### What this task involves
Copy out every line below that contains the string "jacket". Case matters, so match it exactly.
====== The records ======
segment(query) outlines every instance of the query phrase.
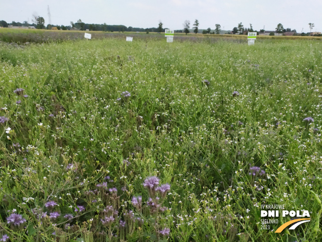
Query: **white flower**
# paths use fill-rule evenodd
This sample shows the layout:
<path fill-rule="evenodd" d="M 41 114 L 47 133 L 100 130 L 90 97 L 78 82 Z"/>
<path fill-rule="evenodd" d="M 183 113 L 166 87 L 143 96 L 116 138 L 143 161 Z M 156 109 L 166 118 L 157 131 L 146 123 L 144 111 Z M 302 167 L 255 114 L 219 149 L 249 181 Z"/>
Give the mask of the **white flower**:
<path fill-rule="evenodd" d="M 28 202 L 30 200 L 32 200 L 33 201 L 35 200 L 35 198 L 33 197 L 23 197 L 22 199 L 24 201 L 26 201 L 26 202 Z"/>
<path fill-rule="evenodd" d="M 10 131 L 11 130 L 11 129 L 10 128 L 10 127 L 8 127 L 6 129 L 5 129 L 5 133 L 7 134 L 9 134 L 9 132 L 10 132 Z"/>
======
====== The records ======
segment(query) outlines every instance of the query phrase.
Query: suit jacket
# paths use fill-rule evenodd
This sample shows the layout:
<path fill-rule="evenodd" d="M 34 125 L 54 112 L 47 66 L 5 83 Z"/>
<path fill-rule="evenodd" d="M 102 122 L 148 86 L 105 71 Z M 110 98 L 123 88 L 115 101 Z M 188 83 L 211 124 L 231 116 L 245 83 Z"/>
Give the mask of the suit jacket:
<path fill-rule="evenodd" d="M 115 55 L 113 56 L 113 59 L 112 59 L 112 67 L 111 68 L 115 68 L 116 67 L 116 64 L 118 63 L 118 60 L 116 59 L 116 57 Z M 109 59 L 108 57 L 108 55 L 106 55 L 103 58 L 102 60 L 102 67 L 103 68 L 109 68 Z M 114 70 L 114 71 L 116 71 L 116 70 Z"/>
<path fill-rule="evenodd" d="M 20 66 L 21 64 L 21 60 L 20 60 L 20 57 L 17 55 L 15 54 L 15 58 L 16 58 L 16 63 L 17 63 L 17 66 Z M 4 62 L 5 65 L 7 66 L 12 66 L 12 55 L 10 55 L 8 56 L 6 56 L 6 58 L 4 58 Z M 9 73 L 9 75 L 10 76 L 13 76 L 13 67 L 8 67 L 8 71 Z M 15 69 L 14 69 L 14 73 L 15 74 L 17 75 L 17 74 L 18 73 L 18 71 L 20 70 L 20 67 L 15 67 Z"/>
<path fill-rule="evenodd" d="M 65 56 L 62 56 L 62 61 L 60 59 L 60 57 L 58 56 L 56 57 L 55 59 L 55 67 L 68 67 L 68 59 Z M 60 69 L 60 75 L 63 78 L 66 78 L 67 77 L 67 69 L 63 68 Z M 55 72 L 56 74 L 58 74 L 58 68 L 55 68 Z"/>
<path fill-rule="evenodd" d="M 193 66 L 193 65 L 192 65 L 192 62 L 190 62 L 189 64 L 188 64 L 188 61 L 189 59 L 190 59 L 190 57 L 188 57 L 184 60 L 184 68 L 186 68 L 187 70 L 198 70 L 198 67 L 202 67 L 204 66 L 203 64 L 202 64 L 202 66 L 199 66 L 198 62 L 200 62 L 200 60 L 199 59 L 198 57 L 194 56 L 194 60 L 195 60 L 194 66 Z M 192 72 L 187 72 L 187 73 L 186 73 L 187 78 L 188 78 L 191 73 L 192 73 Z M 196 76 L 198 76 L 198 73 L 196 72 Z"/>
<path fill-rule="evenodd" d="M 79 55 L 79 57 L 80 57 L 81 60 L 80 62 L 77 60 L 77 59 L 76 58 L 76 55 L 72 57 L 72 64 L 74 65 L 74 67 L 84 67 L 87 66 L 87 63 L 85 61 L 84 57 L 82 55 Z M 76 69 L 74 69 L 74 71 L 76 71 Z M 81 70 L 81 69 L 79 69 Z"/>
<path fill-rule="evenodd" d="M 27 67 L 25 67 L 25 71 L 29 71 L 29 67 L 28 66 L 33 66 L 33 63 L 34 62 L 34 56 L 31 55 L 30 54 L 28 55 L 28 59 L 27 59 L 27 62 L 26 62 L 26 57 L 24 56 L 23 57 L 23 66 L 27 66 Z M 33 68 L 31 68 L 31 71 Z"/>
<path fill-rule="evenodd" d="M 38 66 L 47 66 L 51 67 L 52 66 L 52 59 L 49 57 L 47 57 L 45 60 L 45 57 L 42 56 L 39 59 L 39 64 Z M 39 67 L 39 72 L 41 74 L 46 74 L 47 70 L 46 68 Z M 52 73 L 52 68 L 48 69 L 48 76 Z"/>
======
====== The records ======
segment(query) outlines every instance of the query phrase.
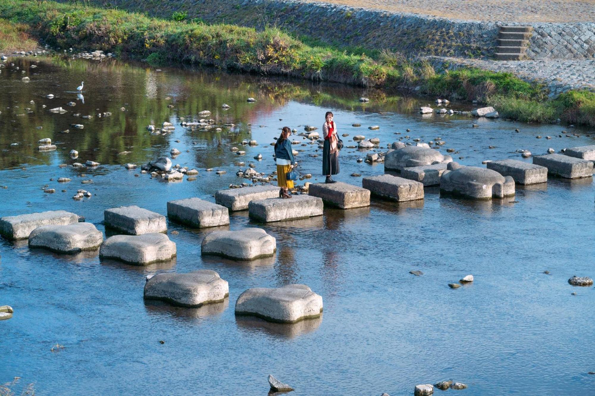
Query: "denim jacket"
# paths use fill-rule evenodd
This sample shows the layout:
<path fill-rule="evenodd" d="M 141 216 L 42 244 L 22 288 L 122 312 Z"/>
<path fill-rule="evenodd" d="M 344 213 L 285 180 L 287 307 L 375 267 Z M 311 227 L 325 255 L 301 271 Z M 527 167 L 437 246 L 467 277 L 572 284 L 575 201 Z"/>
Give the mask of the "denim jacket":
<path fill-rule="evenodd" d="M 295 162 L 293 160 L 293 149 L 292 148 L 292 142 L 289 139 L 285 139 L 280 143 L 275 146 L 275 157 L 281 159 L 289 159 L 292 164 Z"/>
======
### Response
Query: suit jacket
Give the mask of the suit jacket:
Query: "denim jacket"
Give the mask of the "denim jacket":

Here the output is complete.